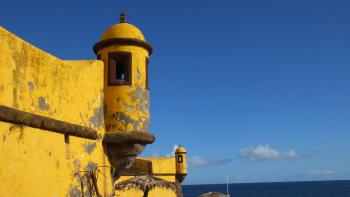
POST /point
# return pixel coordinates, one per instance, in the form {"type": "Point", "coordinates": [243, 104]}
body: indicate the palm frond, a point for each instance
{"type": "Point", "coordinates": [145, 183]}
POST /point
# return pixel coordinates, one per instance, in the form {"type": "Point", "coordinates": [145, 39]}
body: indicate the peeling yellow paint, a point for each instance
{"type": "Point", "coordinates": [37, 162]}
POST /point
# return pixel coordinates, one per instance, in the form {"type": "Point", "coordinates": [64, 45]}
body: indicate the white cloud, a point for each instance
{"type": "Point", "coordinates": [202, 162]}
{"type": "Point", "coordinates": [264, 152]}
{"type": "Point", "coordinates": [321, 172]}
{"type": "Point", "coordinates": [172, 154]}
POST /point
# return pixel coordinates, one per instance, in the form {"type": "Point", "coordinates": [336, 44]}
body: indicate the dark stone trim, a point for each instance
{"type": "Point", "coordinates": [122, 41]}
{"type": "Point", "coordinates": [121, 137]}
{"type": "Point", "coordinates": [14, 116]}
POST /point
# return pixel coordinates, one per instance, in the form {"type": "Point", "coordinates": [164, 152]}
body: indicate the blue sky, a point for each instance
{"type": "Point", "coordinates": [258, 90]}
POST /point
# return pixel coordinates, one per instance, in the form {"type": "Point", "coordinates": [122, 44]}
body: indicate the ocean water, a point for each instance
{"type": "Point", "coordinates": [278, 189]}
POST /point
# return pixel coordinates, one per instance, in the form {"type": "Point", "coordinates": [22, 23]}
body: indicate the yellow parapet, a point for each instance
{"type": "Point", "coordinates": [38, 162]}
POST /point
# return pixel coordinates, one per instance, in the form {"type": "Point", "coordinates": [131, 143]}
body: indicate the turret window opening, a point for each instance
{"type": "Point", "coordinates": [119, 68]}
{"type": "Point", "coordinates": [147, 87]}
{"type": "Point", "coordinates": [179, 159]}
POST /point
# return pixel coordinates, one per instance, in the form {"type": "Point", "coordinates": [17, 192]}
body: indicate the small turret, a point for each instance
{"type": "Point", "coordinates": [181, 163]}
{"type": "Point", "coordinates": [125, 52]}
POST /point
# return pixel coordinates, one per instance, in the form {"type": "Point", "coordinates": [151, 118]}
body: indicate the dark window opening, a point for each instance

...

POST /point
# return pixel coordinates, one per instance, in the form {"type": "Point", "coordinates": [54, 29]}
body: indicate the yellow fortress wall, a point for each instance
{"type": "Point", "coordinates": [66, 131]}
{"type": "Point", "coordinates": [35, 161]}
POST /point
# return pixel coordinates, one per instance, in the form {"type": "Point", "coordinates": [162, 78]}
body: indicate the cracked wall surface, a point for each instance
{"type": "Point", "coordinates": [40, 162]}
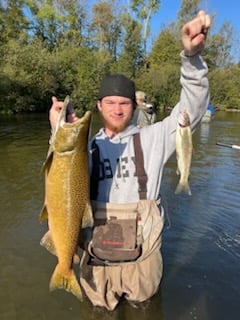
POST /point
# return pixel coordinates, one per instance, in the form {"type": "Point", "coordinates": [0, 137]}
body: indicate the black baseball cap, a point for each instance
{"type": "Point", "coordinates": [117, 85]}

---

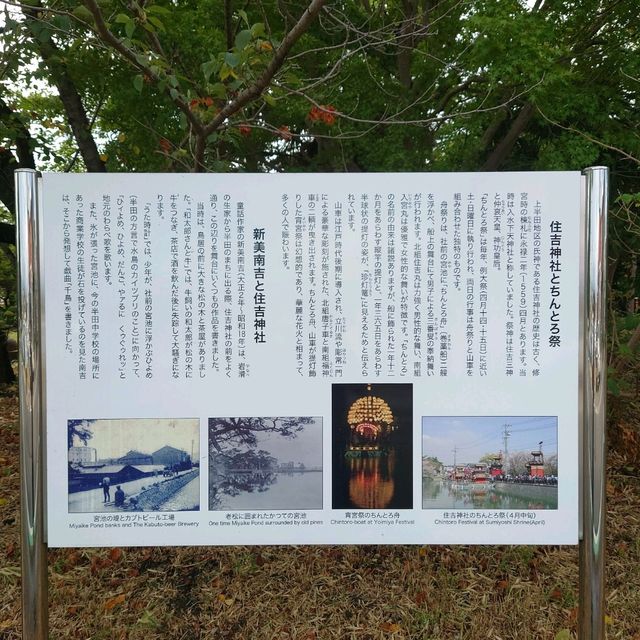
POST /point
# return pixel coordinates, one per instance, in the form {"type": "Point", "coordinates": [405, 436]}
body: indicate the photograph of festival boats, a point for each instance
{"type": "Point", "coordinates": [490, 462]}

Task details - Once you reach the line with "body: indicate the ocean" in the data above, copy it and every line after it exactly, up to and including the line with "body: indicate the dark window".

Task solution -
body: indicate the ocean water, a point for each instance
{"type": "Point", "coordinates": [278, 189]}
POST /point
# return pixel coordinates, one per instance, in the form {"type": "Point", "coordinates": [22, 23]}
body: indicate the yellow parapet, a point for each instance
{"type": "Point", "coordinates": [38, 162]}
POST /point
# return pixel coordinates, one per instance, in the form {"type": "Point", "coordinates": [131, 143]}
body: indicate the turret window opening, a point for each instance
{"type": "Point", "coordinates": [119, 68]}
{"type": "Point", "coordinates": [147, 87]}
{"type": "Point", "coordinates": [179, 159]}
POST /point
# return pixel coordinates, one per instance, in the form {"type": "Point", "coordinates": [17, 192]}
body: indicate the small turret, a point for each instance
{"type": "Point", "coordinates": [181, 163]}
{"type": "Point", "coordinates": [125, 52]}
POST /point
# return pixel coordinates, one per instance, in the form {"type": "Point", "coordinates": [151, 118]}
body: indicate the dark window opening, a point for each instance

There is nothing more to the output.